> [EXERCISE INSTRUCTIONS]: Write out the lines below word for word, keeping every character, space, and line break unchanged.

> [GIVEN ENTRIES]:
+ + + + +

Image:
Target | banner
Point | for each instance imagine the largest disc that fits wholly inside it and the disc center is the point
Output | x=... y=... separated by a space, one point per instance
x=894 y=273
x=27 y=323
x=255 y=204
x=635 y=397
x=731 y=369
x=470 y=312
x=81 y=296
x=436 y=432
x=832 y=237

+ + + + +

> [WRITTEN ANSWER]:
Image:
Target | banner
Point | for each instance imagine the largest disc that fits wholly inside it and the disc center is the point
Output | x=... y=... separated by a space, one point per instance
x=894 y=273
x=27 y=323
x=255 y=204
x=635 y=397
x=731 y=369
x=470 y=312
x=81 y=296
x=436 y=432
x=832 y=237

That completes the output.